*DOCUMENT SEGMENT:*
The purpose of the current study was to provide health professionals, professional organizations, policy makers, and the general public with a practical blueprint for increasing the practice of screening for colorectal carcinoma (CRC) and adenomatous polyps over the next decade. The National Colorectal Cancer Roundtable (NCCRT) was founded in 1997 by the American Cancer Society and the Centers for Disease Control and Prevention to provide strategic leadership, advocacy, long-range planning, and coordination of interventions targeted at reducing the disease burden of CRC through education, early detection, and prevention. The NCCRT and its three workgroups include CRC survivors; recognized experts in primary care, gastroenterology, radiology, colorectal surgery, nursing, public policy, epidemiology, and behavioral science; patient advocates; and representatives of health plans and insurers, government, and other organizations.


The NCCRT performed a literature review of published and unpublished data related to CRC screening guidelines, compliance, and barriers to adherence, as well as test effectiveness and cost-effectiveness. Members of the three NCCRT workgroups developed summary reports regarding professional education, public education and awareness, and health policy. A drafting committee developed the final strategic plan from workgroup reports, which was reviewed by the entire NCCRT membership, amended, and subsequently approved in final form.


Although the rationale for population-wide CRC screening is well established, the majority of adults in the U.S. are not currently being screened for CRC. Thus, the nation foregoes an opportunity to reduce CRC-related mortality by an estimated ≥ 50%. To increase CRC screening rates, the issues of patient and physician barriers to screening, lack of universal coverage, lack of incentives to motivate adherence, and expanded infrastructure must be addressed. Cancer 2002;95:1618–28. © 2002 American Cancer Society.

*RECORDS:*
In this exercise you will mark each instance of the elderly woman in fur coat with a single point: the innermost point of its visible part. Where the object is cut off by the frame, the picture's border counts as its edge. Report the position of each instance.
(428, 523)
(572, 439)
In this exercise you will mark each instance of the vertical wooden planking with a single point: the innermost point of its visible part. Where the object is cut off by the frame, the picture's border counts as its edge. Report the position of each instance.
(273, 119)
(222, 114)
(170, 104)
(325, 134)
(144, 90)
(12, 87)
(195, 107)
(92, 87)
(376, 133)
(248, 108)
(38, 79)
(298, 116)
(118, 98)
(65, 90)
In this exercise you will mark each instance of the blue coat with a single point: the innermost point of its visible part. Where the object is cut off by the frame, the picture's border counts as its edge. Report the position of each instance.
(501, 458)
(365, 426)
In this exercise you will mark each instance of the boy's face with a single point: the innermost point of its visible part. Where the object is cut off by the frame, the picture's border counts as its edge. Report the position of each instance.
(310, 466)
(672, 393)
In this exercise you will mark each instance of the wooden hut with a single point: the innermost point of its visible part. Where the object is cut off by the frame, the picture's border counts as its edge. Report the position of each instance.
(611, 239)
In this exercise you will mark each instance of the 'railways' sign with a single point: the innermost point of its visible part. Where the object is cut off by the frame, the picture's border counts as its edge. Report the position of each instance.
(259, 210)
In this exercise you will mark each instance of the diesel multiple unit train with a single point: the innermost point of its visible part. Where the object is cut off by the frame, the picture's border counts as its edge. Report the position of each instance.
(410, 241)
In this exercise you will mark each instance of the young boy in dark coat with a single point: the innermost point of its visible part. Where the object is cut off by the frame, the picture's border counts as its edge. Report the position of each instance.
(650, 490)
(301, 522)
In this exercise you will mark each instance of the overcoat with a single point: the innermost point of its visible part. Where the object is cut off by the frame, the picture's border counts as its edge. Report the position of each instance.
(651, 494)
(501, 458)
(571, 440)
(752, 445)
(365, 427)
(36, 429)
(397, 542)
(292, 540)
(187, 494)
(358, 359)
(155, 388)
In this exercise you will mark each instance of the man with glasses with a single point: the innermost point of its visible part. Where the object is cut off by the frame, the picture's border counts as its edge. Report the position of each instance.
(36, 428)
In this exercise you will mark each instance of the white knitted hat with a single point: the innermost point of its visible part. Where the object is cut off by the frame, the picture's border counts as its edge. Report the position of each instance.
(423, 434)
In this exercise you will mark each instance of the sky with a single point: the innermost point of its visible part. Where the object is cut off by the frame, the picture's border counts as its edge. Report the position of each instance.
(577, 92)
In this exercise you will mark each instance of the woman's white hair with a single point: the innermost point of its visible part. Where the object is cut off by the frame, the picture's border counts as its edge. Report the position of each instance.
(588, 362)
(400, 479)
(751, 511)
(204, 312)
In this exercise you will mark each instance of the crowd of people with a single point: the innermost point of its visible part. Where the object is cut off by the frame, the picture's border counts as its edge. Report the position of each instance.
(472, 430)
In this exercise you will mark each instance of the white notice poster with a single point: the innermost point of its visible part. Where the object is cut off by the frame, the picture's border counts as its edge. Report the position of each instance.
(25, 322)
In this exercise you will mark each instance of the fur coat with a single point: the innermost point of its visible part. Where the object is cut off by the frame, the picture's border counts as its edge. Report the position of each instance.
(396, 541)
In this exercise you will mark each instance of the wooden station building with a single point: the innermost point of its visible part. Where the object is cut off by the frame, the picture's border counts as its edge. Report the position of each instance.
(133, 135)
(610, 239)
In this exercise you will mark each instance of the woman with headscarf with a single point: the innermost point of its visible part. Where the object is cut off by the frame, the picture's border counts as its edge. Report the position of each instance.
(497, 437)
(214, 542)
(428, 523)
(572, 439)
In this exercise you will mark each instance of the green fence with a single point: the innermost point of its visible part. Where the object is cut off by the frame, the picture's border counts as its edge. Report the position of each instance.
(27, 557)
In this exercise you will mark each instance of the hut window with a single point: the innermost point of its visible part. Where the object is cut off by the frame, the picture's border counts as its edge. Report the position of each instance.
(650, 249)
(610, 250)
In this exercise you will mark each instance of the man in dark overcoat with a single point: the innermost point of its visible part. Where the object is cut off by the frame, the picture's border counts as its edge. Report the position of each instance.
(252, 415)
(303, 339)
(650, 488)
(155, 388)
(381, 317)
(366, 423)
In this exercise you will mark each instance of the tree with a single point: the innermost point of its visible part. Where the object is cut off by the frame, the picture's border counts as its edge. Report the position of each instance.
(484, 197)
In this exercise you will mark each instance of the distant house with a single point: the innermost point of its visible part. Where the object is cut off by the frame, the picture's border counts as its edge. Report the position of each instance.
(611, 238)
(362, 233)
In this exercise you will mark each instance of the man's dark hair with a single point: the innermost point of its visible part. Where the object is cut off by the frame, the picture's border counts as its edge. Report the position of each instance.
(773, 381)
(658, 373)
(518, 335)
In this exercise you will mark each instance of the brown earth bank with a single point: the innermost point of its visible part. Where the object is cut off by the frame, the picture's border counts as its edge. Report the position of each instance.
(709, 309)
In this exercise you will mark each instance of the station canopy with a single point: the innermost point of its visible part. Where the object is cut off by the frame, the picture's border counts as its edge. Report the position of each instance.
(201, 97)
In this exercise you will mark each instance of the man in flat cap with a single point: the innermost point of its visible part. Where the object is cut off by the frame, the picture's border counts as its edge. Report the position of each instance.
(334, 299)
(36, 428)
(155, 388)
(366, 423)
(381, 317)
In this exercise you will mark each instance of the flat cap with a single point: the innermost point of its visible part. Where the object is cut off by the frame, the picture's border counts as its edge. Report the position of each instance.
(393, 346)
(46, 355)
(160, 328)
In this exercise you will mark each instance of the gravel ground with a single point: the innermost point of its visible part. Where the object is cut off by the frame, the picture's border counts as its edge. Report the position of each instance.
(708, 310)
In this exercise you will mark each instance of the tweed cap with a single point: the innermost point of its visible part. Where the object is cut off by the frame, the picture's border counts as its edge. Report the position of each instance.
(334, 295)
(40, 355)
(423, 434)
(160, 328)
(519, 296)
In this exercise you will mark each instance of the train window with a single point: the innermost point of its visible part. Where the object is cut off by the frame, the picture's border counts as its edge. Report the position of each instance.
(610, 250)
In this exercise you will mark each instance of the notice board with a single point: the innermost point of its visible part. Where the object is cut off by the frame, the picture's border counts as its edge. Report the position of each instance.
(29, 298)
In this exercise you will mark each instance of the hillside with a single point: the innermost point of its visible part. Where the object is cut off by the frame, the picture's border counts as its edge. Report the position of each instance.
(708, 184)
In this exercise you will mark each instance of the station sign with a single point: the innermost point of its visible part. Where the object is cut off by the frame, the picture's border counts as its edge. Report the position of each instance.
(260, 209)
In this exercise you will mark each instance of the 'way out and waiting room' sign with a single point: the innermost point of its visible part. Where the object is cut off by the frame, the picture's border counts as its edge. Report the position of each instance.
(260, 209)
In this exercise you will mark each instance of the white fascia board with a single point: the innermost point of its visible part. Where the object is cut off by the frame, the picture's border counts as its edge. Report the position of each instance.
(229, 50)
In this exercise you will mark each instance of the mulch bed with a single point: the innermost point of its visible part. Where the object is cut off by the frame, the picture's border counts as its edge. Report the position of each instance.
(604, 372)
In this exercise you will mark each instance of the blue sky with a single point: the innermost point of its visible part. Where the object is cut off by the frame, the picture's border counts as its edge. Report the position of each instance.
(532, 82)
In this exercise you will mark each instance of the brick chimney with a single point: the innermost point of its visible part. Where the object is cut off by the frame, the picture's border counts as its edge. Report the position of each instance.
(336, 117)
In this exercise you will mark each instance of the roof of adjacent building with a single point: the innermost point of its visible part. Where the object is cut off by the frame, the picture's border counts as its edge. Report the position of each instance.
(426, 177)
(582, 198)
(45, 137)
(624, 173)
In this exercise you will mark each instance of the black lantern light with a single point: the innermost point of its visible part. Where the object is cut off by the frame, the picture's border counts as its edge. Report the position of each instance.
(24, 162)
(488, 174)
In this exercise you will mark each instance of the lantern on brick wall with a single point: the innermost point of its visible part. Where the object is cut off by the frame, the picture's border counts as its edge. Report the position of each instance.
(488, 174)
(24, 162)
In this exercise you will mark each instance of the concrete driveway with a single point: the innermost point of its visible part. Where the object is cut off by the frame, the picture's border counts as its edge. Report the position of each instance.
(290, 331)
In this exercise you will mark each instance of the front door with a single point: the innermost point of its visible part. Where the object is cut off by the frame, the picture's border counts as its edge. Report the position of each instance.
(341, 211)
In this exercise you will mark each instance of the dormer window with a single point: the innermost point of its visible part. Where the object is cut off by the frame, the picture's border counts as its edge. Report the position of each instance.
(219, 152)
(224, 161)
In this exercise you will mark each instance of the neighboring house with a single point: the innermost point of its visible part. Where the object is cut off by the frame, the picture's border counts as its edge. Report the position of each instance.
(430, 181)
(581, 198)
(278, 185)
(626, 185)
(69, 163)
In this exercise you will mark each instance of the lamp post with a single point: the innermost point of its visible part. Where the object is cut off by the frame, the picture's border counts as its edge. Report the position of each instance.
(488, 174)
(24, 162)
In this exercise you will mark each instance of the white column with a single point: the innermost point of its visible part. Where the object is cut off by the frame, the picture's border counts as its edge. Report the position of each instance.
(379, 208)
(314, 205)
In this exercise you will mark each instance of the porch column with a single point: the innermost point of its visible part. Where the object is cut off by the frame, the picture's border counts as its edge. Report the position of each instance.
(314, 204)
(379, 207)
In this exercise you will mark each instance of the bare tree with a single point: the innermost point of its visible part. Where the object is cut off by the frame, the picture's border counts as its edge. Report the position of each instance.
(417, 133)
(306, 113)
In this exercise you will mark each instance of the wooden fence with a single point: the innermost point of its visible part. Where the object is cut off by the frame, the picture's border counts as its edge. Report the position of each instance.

*BRIEF:* Copy out the colorectal cancer screening text from "Although the rationale" up to and including "American Cancer Society.". You can leave the rows aside.

*RESPONSE TO THE TASK:*
Although the rationale for population-wide CRC screening is well established, the majority of adults in the U.S. are not currently being screened for CRC. Thus, the nation foregoes an opportunity to reduce CRC-related mortality by an estimated ≥ 50%. To increase CRC screening rates, the issues of patient and physician barriers to screening, lack of universal coverage, lack of incentives to motivate adherence, and expanded infrastructure must be addressed. Cancer 2002;95:1618–28. © 2002 American Cancer Society.